• **Exercise**
Exact copies of all the lines below are wanted, without a single picture.

Top of Records shown

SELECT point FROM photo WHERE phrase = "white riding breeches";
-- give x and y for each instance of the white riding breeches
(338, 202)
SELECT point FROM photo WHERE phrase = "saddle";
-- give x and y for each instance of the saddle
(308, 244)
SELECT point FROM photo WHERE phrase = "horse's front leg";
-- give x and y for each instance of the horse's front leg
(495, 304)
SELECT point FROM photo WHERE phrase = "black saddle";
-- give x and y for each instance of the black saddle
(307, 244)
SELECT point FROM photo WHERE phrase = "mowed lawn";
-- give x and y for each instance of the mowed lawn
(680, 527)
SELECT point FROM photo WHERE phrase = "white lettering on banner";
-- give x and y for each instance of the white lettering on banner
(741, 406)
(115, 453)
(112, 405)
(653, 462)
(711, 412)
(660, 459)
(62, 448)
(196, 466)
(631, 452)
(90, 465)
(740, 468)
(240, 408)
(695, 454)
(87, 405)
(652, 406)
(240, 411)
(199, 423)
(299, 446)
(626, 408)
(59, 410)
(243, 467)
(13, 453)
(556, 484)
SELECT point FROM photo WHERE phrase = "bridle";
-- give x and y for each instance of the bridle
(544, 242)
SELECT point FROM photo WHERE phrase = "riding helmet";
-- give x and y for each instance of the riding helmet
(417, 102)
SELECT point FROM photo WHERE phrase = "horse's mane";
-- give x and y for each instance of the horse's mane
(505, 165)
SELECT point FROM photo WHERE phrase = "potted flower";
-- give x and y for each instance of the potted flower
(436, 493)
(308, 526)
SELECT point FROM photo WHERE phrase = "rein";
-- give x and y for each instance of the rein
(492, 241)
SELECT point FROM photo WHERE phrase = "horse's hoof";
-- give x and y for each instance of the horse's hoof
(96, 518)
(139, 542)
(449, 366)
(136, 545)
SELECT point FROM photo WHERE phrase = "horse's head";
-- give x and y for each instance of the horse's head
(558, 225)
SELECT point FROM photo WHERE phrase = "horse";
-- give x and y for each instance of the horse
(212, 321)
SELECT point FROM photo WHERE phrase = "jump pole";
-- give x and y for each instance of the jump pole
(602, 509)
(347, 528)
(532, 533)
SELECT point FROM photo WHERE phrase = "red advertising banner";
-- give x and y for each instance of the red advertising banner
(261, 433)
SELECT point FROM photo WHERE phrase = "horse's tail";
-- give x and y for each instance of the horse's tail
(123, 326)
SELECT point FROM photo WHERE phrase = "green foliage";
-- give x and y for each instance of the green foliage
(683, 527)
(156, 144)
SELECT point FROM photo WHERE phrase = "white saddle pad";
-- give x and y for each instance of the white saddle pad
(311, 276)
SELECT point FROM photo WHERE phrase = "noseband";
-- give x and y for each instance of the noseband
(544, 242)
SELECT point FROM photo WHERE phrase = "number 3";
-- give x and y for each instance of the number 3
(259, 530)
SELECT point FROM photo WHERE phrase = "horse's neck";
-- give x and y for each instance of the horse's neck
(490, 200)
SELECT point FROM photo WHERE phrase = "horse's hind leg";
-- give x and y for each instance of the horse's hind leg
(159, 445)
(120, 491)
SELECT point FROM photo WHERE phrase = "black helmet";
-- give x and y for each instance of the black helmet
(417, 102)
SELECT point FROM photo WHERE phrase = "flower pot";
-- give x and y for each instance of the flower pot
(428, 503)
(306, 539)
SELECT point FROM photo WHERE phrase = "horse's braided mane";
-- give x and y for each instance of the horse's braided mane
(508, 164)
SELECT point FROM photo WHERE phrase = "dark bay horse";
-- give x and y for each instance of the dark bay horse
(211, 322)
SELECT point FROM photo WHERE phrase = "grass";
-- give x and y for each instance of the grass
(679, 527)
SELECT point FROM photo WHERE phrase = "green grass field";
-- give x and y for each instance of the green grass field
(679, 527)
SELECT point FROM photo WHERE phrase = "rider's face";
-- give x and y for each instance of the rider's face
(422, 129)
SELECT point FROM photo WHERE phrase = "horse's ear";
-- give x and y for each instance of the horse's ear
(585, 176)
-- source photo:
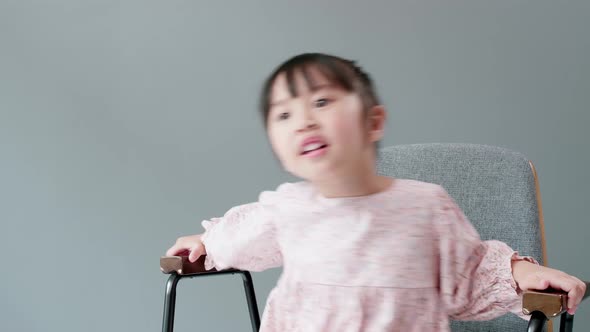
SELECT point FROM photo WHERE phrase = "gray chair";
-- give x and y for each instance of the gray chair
(496, 188)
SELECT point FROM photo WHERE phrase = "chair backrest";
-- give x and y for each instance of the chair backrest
(494, 187)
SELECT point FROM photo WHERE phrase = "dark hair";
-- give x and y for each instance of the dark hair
(343, 73)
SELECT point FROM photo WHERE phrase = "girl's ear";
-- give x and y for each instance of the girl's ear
(376, 122)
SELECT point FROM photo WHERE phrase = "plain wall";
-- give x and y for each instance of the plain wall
(123, 124)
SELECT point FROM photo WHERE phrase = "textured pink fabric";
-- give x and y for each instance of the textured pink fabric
(405, 259)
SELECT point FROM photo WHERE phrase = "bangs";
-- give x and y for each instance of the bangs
(333, 73)
(317, 69)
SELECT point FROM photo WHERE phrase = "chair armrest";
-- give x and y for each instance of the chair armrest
(182, 266)
(552, 303)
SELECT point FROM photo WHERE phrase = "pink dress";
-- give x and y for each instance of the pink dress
(366, 263)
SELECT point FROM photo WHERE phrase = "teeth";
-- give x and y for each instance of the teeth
(312, 146)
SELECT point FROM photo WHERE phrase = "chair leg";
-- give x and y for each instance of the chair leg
(169, 303)
(537, 322)
(566, 323)
(251, 298)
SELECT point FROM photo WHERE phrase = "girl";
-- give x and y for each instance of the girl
(360, 252)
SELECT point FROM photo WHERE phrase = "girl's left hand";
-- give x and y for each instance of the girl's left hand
(529, 276)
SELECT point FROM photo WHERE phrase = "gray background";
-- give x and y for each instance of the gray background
(123, 124)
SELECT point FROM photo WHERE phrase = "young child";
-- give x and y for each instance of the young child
(360, 252)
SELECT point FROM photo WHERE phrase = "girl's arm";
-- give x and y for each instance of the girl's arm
(475, 276)
(244, 238)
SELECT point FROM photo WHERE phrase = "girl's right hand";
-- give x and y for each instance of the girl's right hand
(188, 245)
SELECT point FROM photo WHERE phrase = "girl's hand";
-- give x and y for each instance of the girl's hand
(188, 245)
(530, 276)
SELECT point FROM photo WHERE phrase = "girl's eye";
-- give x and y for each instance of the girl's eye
(283, 116)
(321, 102)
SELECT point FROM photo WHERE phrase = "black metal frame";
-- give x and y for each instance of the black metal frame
(538, 320)
(536, 323)
(170, 298)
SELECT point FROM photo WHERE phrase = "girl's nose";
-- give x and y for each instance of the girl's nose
(308, 122)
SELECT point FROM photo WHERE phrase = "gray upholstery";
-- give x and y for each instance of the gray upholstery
(495, 188)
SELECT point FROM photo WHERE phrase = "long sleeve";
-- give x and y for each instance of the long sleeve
(476, 281)
(244, 238)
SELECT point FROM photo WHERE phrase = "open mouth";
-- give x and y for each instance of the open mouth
(314, 149)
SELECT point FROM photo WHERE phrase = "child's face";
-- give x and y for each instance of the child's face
(322, 132)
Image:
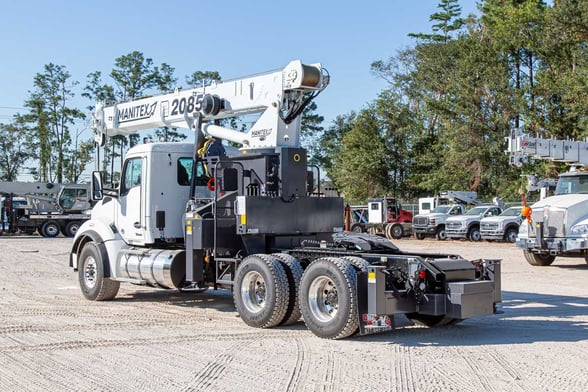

Bottom of Records shown

• **Result of this task**
SELECT point FROM photo WHERE phrase = "white riding breeches";
-- give x and y for each instance of the white riding breeches
(338, 202)
SELECT point FROM photo WHERE phrase = "saddle";
-- give x and y for each instance of the saddle
(308, 244)
SELECT point FROM photo WHERE phrase = "horse's front leg";
-- give x and y for each instance of the horse's front leg
(495, 304)
SELECT point FROM photo WHERE phrase = "black saddle";
-- give x and y for each instance of the black saddle
(307, 244)
SELECT point FROM photo WHERE phrase = "mowed lawn";
-- give x and y for each instance of the mowed lawn
(680, 527)
SELECT point FROM photo WHERE phrase = "white lettering on banner";
-- give x and y for each instance of the white lettering on banner
(741, 406)
(115, 453)
(112, 405)
(653, 462)
(711, 412)
(660, 459)
(62, 448)
(196, 466)
(631, 452)
(90, 465)
(740, 468)
(240, 408)
(695, 454)
(87, 405)
(652, 406)
(240, 411)
(199, 423)
(299, 446)
(626, 408)
(59, 410)
(243, 467)
(13, 453)
(556, 484)
SELECT point FROM photo WHERE phrase = "bridle";
-- give x and y for each instance of the bridle
(544, 242)
SELECT point FROM photo WHERE phrase = "riding helmet";
-- give x and y for each instance of the riding helmet
(417, 102)
SELECT point FROM photo WHERE phrase = "horse's mane";
-- give x and y for each instance of the horse's mane
(505, 165)
SELECT point FROM photo WHERE phrase = "potted flower";
-- give x and y for each instance of the potted flower
(436, 493)
(308, 526)
SELECT point FROM photo WHERE phrase = "rein";
-- give x and y for each instance of the rein
(492, 241)
SELECT point FROM photo WHERE phrase = "horse's hoof";
-- give x and y for each instance of the horse's hoof
(96, 518)
(139, 542)
(449, 366)
(136, 545)
SELECT point FROM photo WHERE phrase = "horse's head";
-- give x and y for each instance of the horse's head
(558, 225)
SELECT point FROM photo WHERE phrase = "horse";
-- give x and y for each instance of the horse
(212, 321)
SELECT point FROM photo WHERE phrase = "jump pole";
-- give x and y for each instance of the jump pole
(602, 509)
(347, 528)
(532, 533)
SELECT point FROM photo WHERE phrase = "red advertising banner";
-- give x and y for each instance of the red advertising banner
(261, 433)
SELECT point FROM photo WHERE phrase = "horse's tail";
-- give x and y for each instance of the horse's tail
(123, 326)
SELECT point FROM photo WHERE phrase = "green foliage";
-- give x and y for each instance of the green foliage
(683, 527)
(156, 144)
SELECT point FROM photo WHERE phrase = "white saddle pad";
-- give x and y for each instance of the white saddle pad
(311, 276)
SELECT point FROM photo WHERE phrase = "noseband";
-- give x and y for each instance of the noseband
(544, 242)
SELECT point FROM photo WHERE phrase = "number 3";
-- give x and y for each instance of the number 3
(259, 530)
SELECT point FROM photo WHERE phrase = "horse's neck";
-- give x and y for each instance of the horse's neck
(490, 200)
SELECT point FROM photo WHERE phrase = "horse's hind leg";
-- give x and y for each instance of the horse's hind leg
(159, 445)
(120, 491)
SELECT point FROM photo WHERE phrase = "black helmet";
-- give x and y for each instance of the black helmet
(417, 102)
SELECT point FROM photo WHERE phrase = "flower pot";
-- give x and y for each instance of the flower pot
(428, 503)
(306, 539)
SELECT point FROM photo WHERE phrase = "horse's braided mane";
-- give x and y for each instance of the horse's braided mane
(508, 164)
SELECT point FROM photo WHERE phrase = "dark bay horse";
-- give x and y for each instance of the dark bay horse
(211, 322)
SELECT point FROM photo WHERE phrase = "grass";
-- give x and y for each instance of the grass
(679, 527)
SELECT point FROM photo WHERE phrase = "green grass field";
-- give x and y for each instance of the green grass field
(679, 527)
SELECT point FROM photo WHERE phrase = "rider's face";
-- give x and y for each instance of the rider's face
(422, 129)
SELECT point FROM photo WHERE phrase = "horse's ear";
-- give x and y for each instance of the horse's ear
(585, 176)
-- source photo:
SELECT point FROM photo WHERE phrase = "gray chair";
-- give x and y for each instance of the gray chair
(496, 188)
SELECT point FROM photo WHERE phrase = "chair backrest";
-- give x and y for each instance of the chair backrest
(494, 187)
SELECT point FROM photo WHERE phrase = "dark hair";
-- give x and y for each instance of the dark hair
(343, 73)
SELECT point FROM photo WHERE phrase = "girl's ear";
-- give x and y for each instance of the girl's ear
(376, 122)
SELECT point FROM photo WHERE phrase = "plain wall";
-- give x and y for each instance of the plain wall
(123, 124)
SELECT point FROM photo WHERE phrase = "textured pink fabric";
-- give x and y for each instance of the textured pink fabric
(405, 259)
SELECT point FROM photo WHERE phrase = "bangs";
-- give x and y for each instance of the bangs
(333, 73)
(317, 69)
SELECT point FROM photo WHERE phrase = "chair armrest";
-- give x and y for each instance of the chair armrest
(182, 266)
(552, 303)
SELECT point FROM photo WHERE phrase = "pink dress";
-- give x and y for each instance of the pink dress
(366, 263)
SELECT point FROM photo WHERE phrase = "teeth";
-- give x and y for each instance of the teeth
(312, 146)
SELECT point FROM photo WHERE phrase = "chair leg";
-- give x and y for each instance of the chair leg
(169, 303)
(537, 322)
(566, 323)
(251, 298)
SELECT point FROM photo WHERE phrase = "girl";
-- give x and y for each instance of the girl
(360, 252)
SELECT point FROM photo WHERE phrase = "girl's left hand";
-- give x and y for each instance of the girl's left hand
(529, 276)
SELECT point FROM photo WHERE phrase = "gray background";
-- give x and y for each instance of the gray background
(123, 124)
SELECT point FROM photo WHERE phrase = "young child";
-- give x and y for each instance of the young child
(360, 252)
SELECT point FROM photo WHERE phrase = "girl's arm";
-- give x and y for each instance of the girl's arm
(475, 276)
(244, 238)
SELECT point FROM photo WHERE phrase = "girl's right hand";
-- give x and y for each instance of the girl's right hand
(188, 245)
SELECT point FROM photo WHERE phrase = "girl's hand";
-- give x and y for each instance of the girl's hand
(188, 245)
(530, 276)
SELECT point FROM photo WHERE phrase = "girl's eye";
-- give x and y for each instance of the girl's eye
(283, 116)
(321, 102)
SELECT point FROM photo WHERE phrase = "black metal frame";
-- give x and y for each instance of the black metal frame
(538, 320)
(536, 323)
(170, 298)
SELECT point FROM photo WHERE phrase = "girl's nose";
-- give x and y for each instance of the girl's nose
(308, 122)
SELECT point FROM photo WHERE phrase = "gray upholstery";
-- give x and y for each instance of the gray upholstery
(495, 188)
SELECT point FROM photo WHERE phrase = "long sleeve";
-- give x and y for each instance of the long sleeve
(476, 281)
(244, 238)
SELECT point FROM photo WHERE phrase = "open mouth";
-- give x and y for each instance of the open mouth
(314, 149)
SELECT point FROM photo WHERE phrase = "child's face";
-- give x and y for each instance of the child's face
(322, 132)
Image:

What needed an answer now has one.